• **Supplied passage**
Geography
The City of Vancouver is a coastal, seaport city on the mainland of British Columbia. Located on the western half of the Burrard Peninsula, Vancouver is bounded to the north by English Bay and the Burrard Inlet and to the south by the Fraser River.
The City of Burnaby lies to the east and the Strait of Georgia to the west. Vancouver Island, across the Strait of Georgia, shields Vancouver from the Pacific Ocean.
Street layout
The streets in Vancouver generally form a standard grid, with most streets running north and south, and most avenues running east and west. The majority of avenues are numbered (1st, 2nd, 3rd, and so on) with two notable exceptions: Broadway, which replaces 9th Avenue, and King Edward Avenue, which replaces 25th. All streets are named.

• **Data block**
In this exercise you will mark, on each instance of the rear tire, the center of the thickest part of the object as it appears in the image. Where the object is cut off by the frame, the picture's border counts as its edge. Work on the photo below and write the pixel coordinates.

• **Exercise tasks**
1) According to the text on Vancouver's geography, which avenue replaces 25th Avenue in the city's numbered sequence?
2) Extend the text on Vancouver's geography and street layout by writing a few more sentences that pick up right after its final sentence.

• **Expected results**
1) King Edward Avenue.

2)
Block numbers start with single digits on either side of Ontario Street, which is the east/west separator for avenues. For example, West Broadway runs to the west of Ontario Street, and East Broadway runs to the east. North of False Creek, the east/west separator for block numbers is Carrall Street.
Facts about Vancouver
- Size: 114 square kilometres (44 square miles)
- Population: 631,486 (according to the 2016 census)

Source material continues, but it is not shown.